Could you copy out all of the entries exactly?

******************************

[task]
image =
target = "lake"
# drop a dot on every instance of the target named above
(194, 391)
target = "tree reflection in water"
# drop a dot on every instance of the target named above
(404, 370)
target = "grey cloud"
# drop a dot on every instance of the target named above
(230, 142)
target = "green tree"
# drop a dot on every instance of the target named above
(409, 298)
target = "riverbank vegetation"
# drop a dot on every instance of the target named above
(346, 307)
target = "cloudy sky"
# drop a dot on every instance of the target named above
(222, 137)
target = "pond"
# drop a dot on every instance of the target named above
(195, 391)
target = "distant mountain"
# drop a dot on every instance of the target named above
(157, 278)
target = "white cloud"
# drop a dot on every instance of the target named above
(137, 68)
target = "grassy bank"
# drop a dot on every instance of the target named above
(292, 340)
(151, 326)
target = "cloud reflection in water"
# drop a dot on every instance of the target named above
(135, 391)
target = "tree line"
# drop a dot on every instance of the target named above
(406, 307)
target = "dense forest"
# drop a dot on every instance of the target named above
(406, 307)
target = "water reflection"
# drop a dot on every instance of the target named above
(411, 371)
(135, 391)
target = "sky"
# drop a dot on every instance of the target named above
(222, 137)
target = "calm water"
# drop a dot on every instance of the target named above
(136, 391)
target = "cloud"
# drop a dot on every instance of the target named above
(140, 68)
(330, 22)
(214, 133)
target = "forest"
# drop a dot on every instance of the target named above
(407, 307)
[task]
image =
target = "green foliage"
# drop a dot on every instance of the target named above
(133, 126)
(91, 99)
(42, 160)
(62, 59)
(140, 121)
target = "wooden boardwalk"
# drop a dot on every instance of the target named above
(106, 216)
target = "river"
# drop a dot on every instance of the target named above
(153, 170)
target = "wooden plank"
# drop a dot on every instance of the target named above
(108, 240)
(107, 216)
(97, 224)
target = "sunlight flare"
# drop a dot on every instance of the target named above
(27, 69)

******************************

> TASK SOLUTION
[task]
image =
target = "lake"
# drop a dot on every instance of the target named above
(194, 391)
target = "tree reflection in water"
# drop a dot on every instance of the target named above
(404, 370)
target = "grey cloud"
# drop a dot on every instance of the target named above
(230, 142)
target = "green tree"
# drop a dot on every instance of the target named above
(409, 298)
target = "riverbank vegetation"
# drop a dot on every instance of the target named above
(346, 307)
target = "cloudy sky"
# drop a dot on every instance of the target named above
(222, 137)
target = "pond"
# drop a dot on every instance of the target named above
(195, 391)
target = "distant mountain"
# drop a dot on every instance of the target named above
(157, 278)
target = "white cloud"
# drop a dot on every instance of the target named above
(137, 68)
target = "grassy bank"
# drop a dot on every instance of the target named above
(292, 340)
(151, 326)
target = "cloud reflection in water"
# drop a dot on every instance of the target named above
(135, 391)
target = "tree line"
# drop a dot on every instance of the target named above
(406, 307)
target = "dense forest"
# drop a dot on every instance of the target named above
(406, 307)
target = "water reflection"
# drop a dot on every instance of the target named above
(411, 371)
(135, 391)
target = "sky"
# drop a dot on every instance of the target named above
(222, 137)
target = "calm water"
# drop a dot on every instance of the target named above
(136, 391)
target = "cloud"
# drop a dot on every instance of the target named above
(140, 68)
(330, 22)
(214, 133)
target = "forest"
# drop a dot on every instance of the target named above
(407, 307)
[task]
image =
target = "green foliage"
# drop a dot on every instance of the target named above
(133, 126)
(91, 99)
(42, 160)
(62, 59)
(140, 121)
target = "wooden boardwalk"
# drop a dot on every instance of the target named above
(106, 216)
target = "river"
# drop a dot on every instance of the target named above
(153, 170)
target = "wooden plank"
# drop a dot on every instance of the target named above
(108, 240)
(107, 216)
(97, 224)
target = "sunlight flare"
# drop a dot on every instance of the target named above
(27, 69)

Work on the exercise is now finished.